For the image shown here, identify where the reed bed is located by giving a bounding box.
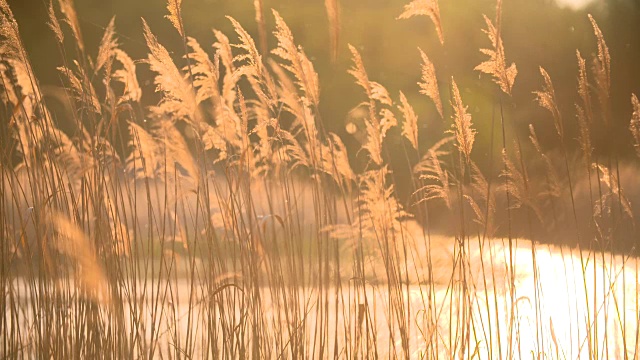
[0,0,640,359]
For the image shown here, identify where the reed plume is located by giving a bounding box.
[398,0,444,44]
[629,94,640,156]
[451,78,476,162]
[589,14,611,124]
[418,48,443,117]
[398,91,418,151]
[48,212,111,305]
[142,19,197,124]
[165,0,185,38]
[349,45,397,165]
[324,0,340,62]
[533,66,564,139]
[474,0,518,96]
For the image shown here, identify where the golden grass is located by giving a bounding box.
[0,0,640,359]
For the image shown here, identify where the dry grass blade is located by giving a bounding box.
[418,48,442,117]
[398,0,444,44]
[475,1,518,95]
[629,94,640,157]
[451,78,476,162]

##########

- [Set task]: Rescale the entries above by repeating every line, requests included, with each bounding-box coordinate in the answers multiplied by 2.55 and rounded to a whole number, halves rounding up. Leave the picture out of your output.

- [Written reply]:
For the image shown here, identify where the reed bed is located by giving a bounding box.
[0,0,1632,915]
For the image shown here, identify where the reed plume is located by giving a bounding box.
[1015,0,1132,112]
[1604,240,1632,398]
[1150,199,1214,413]
[1502,36,1558,316]
[1066,122,1130,298]
[1015,232,1066,385]
[122,541,283,778]
[362,48,502,316]
[421,0,472,97]
[890,115,1012,421]
[826,0,867,158]
[1359,168,1438,354]
[1209,0,1321,245]
For the image shown here, identify where the golden grass is located by giving a bounding box.
[0,0,1632,915]
For the image shown here, identify where the dry grass blade is located by giving a bounding box.
[1066,122,1127,298]
[1015,0,1132,112]
[1211,3,1321,242]
[1604,240,1632,400]
[1150,199,1214,413]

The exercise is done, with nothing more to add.